▶ **Records from a data collection**:
———

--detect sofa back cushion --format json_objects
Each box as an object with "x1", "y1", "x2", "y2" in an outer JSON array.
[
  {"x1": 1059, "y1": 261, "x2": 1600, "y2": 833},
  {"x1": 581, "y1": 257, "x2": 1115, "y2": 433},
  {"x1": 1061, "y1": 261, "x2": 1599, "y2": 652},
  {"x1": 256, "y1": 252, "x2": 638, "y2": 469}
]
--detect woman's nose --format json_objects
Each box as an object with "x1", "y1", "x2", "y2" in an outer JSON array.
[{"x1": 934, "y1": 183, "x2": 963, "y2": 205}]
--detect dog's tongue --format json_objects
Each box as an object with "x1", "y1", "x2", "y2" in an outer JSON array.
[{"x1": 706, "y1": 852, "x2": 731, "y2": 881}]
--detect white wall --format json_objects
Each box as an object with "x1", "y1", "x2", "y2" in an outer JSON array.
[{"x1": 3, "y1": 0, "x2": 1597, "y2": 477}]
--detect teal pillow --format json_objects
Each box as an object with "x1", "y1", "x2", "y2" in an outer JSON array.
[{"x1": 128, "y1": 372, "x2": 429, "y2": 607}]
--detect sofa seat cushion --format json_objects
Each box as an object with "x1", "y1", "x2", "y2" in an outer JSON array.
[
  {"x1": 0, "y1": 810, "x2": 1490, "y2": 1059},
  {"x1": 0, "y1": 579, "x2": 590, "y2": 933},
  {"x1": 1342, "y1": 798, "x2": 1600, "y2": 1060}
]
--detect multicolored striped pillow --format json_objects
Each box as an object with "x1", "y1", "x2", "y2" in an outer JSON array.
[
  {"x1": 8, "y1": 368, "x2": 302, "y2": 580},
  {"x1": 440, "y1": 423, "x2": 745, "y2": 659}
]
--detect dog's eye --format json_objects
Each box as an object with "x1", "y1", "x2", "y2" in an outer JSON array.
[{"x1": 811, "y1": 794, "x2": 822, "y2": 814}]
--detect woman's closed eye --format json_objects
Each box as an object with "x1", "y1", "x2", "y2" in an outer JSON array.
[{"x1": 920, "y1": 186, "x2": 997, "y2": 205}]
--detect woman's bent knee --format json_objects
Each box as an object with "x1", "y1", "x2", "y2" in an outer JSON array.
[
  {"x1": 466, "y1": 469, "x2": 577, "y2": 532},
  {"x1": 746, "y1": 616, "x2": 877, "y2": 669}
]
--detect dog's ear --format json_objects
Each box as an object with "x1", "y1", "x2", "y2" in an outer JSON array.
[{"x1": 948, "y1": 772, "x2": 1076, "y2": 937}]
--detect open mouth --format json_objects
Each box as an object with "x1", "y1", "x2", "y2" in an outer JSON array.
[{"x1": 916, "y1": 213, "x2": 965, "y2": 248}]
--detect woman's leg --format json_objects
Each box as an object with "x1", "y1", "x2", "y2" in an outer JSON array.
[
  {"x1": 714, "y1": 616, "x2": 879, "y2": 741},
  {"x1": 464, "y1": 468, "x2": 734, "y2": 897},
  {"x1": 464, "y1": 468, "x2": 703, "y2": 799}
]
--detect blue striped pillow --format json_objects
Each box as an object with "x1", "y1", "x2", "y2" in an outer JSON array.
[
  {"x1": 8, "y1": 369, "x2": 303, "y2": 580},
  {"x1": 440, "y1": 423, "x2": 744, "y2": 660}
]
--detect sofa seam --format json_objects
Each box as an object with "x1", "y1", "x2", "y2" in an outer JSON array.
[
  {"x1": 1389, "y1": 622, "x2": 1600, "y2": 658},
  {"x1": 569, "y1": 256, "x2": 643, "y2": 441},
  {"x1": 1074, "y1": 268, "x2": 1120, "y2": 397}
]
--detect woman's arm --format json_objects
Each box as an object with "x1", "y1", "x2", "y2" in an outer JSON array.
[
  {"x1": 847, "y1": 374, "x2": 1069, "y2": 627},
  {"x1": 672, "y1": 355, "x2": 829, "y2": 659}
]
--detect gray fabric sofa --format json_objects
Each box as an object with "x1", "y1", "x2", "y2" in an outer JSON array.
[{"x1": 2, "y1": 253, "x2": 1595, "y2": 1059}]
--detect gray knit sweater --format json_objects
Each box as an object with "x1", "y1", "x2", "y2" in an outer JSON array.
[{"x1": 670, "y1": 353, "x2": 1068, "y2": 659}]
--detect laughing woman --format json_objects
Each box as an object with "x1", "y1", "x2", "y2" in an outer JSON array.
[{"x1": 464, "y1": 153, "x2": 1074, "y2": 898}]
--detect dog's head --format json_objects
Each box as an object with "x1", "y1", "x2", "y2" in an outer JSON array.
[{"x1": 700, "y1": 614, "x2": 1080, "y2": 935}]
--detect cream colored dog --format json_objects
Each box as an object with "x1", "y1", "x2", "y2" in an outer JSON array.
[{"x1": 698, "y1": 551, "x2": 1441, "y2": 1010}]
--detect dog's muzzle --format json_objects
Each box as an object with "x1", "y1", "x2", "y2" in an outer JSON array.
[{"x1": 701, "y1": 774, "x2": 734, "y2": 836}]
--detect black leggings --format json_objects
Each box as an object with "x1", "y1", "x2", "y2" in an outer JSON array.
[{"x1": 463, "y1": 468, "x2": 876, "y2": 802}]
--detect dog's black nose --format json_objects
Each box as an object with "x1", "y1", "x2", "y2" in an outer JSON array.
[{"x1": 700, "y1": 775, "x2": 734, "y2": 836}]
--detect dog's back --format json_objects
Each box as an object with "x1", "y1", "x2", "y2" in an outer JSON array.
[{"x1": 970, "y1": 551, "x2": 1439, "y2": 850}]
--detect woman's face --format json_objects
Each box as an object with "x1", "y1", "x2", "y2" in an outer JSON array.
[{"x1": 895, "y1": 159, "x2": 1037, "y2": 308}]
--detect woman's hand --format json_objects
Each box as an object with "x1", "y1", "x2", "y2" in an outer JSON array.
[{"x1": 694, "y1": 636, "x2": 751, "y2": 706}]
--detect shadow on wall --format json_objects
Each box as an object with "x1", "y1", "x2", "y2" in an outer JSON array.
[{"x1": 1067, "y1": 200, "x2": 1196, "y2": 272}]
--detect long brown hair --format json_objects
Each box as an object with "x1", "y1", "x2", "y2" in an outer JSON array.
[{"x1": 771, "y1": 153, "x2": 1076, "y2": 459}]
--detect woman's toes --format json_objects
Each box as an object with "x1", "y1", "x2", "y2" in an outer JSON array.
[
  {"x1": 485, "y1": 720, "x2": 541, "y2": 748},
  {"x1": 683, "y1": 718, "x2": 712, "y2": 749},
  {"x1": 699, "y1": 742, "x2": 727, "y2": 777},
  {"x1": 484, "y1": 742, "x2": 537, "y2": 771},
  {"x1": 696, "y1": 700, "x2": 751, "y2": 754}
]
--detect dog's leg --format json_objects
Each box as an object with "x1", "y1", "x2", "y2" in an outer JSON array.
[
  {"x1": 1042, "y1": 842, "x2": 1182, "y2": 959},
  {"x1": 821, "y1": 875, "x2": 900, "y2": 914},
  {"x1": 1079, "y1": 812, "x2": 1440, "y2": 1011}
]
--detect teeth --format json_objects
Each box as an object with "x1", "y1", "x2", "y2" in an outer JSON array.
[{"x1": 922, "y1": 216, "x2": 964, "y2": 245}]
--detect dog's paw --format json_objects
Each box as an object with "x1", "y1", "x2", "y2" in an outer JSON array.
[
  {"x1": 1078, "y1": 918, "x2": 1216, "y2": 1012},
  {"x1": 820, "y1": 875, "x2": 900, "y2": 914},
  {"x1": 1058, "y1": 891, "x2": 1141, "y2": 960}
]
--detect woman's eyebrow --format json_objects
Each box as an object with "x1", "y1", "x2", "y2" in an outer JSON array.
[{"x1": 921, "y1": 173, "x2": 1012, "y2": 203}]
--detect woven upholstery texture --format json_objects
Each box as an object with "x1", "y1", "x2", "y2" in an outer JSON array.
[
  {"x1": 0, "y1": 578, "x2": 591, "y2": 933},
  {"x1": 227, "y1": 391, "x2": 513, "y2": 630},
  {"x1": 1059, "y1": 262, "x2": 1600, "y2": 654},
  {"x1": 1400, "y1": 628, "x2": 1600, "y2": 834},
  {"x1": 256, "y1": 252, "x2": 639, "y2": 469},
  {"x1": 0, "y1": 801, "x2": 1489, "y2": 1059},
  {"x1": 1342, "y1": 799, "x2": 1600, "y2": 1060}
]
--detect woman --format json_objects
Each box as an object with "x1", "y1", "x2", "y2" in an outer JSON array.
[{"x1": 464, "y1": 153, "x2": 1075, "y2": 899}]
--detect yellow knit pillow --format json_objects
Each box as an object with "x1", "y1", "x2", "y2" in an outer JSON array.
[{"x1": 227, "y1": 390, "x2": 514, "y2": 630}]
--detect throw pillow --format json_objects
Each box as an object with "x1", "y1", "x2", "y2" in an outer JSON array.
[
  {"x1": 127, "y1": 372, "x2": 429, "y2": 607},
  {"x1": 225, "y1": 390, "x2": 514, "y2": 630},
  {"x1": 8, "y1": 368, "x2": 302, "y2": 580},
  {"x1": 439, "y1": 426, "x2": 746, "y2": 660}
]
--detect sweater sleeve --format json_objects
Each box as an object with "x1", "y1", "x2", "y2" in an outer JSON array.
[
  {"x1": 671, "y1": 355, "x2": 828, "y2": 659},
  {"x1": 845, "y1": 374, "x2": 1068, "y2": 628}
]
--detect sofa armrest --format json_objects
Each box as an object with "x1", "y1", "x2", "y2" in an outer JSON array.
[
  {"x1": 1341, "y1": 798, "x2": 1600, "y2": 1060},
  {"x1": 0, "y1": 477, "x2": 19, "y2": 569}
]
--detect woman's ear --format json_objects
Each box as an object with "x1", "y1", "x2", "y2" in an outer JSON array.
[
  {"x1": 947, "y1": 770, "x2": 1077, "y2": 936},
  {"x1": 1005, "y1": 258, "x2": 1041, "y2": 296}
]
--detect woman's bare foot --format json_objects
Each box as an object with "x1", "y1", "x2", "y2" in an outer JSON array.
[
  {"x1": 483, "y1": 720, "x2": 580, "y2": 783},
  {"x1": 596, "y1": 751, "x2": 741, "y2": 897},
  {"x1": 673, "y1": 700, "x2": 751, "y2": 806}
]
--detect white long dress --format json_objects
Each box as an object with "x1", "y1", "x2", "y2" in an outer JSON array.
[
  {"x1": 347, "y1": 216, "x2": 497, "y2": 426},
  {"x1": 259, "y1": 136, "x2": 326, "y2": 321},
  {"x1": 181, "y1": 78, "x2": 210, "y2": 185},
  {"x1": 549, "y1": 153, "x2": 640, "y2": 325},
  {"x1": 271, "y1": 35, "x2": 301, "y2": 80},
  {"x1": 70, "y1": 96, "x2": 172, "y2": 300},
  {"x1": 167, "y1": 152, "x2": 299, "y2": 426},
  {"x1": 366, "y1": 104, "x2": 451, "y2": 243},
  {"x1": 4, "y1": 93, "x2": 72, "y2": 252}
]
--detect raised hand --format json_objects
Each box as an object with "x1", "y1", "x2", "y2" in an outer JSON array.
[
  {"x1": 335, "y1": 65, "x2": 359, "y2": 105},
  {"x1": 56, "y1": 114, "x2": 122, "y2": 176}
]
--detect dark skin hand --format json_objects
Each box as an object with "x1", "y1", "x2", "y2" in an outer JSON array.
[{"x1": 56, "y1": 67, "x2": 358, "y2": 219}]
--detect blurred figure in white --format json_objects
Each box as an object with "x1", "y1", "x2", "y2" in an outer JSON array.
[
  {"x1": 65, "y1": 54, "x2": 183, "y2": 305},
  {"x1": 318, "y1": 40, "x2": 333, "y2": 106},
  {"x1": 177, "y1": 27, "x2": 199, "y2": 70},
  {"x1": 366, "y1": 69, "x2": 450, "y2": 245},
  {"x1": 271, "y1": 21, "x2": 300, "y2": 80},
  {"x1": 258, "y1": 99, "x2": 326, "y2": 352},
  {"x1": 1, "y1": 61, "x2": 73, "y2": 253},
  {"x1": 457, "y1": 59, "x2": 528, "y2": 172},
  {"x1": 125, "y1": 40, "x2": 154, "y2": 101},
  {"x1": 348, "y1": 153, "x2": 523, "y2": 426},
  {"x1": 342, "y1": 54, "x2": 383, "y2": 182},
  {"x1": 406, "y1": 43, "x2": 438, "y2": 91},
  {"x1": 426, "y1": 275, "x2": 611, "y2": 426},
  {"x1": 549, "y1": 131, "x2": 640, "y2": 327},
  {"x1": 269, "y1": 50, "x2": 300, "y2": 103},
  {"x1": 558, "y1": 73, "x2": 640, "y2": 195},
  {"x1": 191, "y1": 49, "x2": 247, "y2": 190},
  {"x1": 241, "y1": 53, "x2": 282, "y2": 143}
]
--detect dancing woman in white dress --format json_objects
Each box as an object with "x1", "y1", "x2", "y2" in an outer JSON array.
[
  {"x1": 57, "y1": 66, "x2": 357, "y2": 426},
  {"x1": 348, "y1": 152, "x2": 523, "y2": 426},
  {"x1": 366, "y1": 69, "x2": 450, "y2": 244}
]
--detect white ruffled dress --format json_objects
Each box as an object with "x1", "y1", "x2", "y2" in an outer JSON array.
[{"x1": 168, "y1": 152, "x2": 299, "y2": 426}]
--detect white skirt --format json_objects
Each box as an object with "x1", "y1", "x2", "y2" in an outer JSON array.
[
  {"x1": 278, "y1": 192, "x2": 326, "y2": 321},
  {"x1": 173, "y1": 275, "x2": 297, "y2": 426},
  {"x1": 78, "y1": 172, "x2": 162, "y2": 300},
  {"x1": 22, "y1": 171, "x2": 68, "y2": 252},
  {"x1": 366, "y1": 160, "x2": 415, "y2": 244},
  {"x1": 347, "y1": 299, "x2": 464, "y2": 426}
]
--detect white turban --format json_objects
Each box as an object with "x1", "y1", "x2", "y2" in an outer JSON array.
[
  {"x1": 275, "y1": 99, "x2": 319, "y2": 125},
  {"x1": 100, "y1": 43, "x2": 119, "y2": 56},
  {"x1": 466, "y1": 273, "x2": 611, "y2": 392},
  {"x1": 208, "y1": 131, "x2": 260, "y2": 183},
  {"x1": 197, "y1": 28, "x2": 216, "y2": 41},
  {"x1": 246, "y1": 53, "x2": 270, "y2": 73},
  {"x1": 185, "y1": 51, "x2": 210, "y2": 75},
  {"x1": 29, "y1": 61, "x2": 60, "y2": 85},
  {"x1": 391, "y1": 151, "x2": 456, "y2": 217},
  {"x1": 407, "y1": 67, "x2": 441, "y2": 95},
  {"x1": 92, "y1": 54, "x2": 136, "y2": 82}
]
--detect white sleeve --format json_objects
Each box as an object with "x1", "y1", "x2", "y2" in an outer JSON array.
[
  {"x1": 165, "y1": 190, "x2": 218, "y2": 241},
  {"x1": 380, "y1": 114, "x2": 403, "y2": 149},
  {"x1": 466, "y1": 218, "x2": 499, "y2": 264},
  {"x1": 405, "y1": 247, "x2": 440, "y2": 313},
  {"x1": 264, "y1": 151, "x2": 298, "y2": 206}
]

———

▶ **Activity**: Write out exactly the lines that fall from the line with "--detect woman's ear --format json_objects" to the line with "--detect woman's bare" in the records above, keeping both ends.

▶ **Problem solution**:
--detect woman's ear --format json_objects
Each box as an object with "x1", "y1", "x2", "y2" in an outer JSON array.
[
  {"x1": 947, "y1": 770, "x2": 1077, "y2": 936},
  {"x1": 1005, "y1": 258, "x2": 1041, "y2": 296}
]
--detect woman's bare foot --format json_objects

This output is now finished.